Transcribe each entry so that it matches the original exactly.

◆ ◆ ◆ ◆ ◆

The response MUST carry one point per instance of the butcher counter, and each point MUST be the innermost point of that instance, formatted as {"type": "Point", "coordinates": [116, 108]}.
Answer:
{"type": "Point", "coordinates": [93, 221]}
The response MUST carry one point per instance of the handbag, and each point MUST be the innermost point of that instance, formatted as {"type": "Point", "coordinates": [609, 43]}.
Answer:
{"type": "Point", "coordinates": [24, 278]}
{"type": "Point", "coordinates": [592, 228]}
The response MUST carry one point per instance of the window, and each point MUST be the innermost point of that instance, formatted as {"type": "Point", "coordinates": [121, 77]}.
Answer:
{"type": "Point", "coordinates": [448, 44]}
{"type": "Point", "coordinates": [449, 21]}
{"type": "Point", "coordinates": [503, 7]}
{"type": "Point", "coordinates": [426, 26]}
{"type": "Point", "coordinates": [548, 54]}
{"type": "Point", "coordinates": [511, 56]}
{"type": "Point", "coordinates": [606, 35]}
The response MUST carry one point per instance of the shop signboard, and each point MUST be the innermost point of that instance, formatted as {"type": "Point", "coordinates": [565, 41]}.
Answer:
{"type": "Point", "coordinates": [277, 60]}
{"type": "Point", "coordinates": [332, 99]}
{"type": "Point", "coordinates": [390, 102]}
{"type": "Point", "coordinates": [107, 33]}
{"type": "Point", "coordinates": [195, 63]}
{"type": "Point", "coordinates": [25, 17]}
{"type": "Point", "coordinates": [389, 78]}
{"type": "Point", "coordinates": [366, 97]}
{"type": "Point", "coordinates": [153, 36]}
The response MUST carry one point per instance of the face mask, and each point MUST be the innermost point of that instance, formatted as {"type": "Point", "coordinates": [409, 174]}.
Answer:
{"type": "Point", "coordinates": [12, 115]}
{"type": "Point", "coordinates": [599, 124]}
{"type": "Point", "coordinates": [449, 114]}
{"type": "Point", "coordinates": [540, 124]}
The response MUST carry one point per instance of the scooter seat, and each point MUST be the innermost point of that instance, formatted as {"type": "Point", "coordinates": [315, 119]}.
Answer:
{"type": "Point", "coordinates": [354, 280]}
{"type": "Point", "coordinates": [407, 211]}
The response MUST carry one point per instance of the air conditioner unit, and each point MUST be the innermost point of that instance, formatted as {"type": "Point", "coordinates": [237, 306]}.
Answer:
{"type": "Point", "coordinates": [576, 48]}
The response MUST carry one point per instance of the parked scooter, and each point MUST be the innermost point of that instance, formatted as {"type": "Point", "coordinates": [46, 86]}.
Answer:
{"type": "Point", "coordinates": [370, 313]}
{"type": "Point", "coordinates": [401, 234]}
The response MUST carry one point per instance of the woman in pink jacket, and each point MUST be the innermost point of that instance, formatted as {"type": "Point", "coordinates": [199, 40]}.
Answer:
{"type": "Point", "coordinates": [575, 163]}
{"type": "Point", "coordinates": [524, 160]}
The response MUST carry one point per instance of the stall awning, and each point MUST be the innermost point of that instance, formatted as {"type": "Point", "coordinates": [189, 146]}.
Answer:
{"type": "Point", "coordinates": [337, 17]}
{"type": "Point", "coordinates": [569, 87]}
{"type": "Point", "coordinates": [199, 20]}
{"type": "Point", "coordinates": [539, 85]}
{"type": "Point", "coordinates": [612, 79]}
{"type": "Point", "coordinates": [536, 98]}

◆ ◆ ◆ ◆ ◆

- SOLUTION TO THIS PROBLEM:
The response MUST carry one point per instance of the butcher counter, and each point MUST be the innermost point of that instance, formatted as {"type": "Point", "coordinates": [116, 108]}.
Answer:
{"type": "Point", "coordinates": [93, 221]}
The response MUST carry one point per instance of the handbag, and each point MUST be the innermost point of that instance, formatted as {"type": "Point", "coordinates": [609, 43]}.
Answer:
{"type": "Point", "coordinates": [24, 278]}
{"type": "Point", "coordinates": [592, 228]}
The response MUST carry one point per instance of the window, and each point MUST be the innermost point of that instance, formatted as {"type": "Point", "coordinates": [121, 77]}.
Answer:
{"type": "Point", "coordinates": [448, 44]}
{"type": "Point", "coordinates": [449, 21]}
{"type": "Point", "coordinates": [503, 7]}
{"type": "Point", "coordinates": [426, 26]}
{"type": "Point", "coordinates": [548, 54]}
{"type": "Point", "coordinates": [511, 56]}
{"type": "Point", "coordinates": [606, 35]}
The response MUST carry one point per instance of the shop signboard, and each point MUST be the innermost point of that instance, formatted as {"type": "Point", "coordinates": [565, 41]}.
Answer:
{"type": "Point", "coordinates": [277, 60]}
{"type": "Point", "coordinates": [332, 99]}
{"type": "Point", "coordinates": [390, 102]}
{"type": "Point", "coordinates": [107, 33]}
{"type": "Point", "coordinates": [195, 63]}
{"type": "Point", "coordinates": [25, 17]}
{"type": "Point", "coordinates": [389, 78]}
{"type": "Point", "coordinates": [366, 97]}
{"type": "Point", "coordinates": [153, 36]}
The response MUST carry one point per instance of the face mask, and each point MUST be the innermost point of that instance, formatted as {"type": "Point", "coordinates": [409, 174]}.
Answer:
{"type": "Point", "coordinates": [12, 115]}
{"type": "Point", "coordinates": [599, 124]}
{"type": "Point", "coordinates": [449, 114]}
{"type": "Point", "coordinates": [540, 124]}
The response MUST carry one point per instance of the scooter seat, and each point MUST be the innermost point of that instance, formatted as {"type": "Point", "coordinates": [315, 119]}.
Answer:
{"type": "Point", "coordinates": [354, 280]}
{"type": "Point", "coordinates": [407, 211]}
The response MUST carry one point per instance of the air conditioner unit, and each point MUST be the innermost point of that instance, formatted as {"type": "Point", "coordinates": [237, 306]}.
Answer:
{"type": "Point", "coordinates": [576, 48]}
The response MUST carry one point per instance of the parked scooter, and each point MUST be the innermost point of that instance, formatted as {"type": "Point", "coordinates": [46, 86]}.
Answer:
{"type": "Point", "coordinates": [370, 313]}
{"type": "Point", "coordinates": [401, 234]}
The response MUST carry one point per instance of the woman in pink jacket, and each point MUST be the innermost point of that instance, formatted as {"type": "Point", "coordinates": [199, 40]}.
Answer:
{"type": "Point", "coordinates": [575, 163]}
{"type": "Point", "coordinates": [524, 160]}
The response MUST carry one point per instance of the stall awning, and each point MUST be the innermost point of that instance, formatted as {"type": "Point", "coordinates": [189, 146]}.
Answer:
{"type": "Point", "coordinates": [337, 17]}
{"type": "Point", "coordinates": [569, 87]}
{"type": "Point", "coordinates": [199, 20]}
{"type": "Point", "coordinates": [539, 85]}
{"type": "Point", "coordinates": [612, 79]}
{"type": "Point", "coordinates": [536, 98]}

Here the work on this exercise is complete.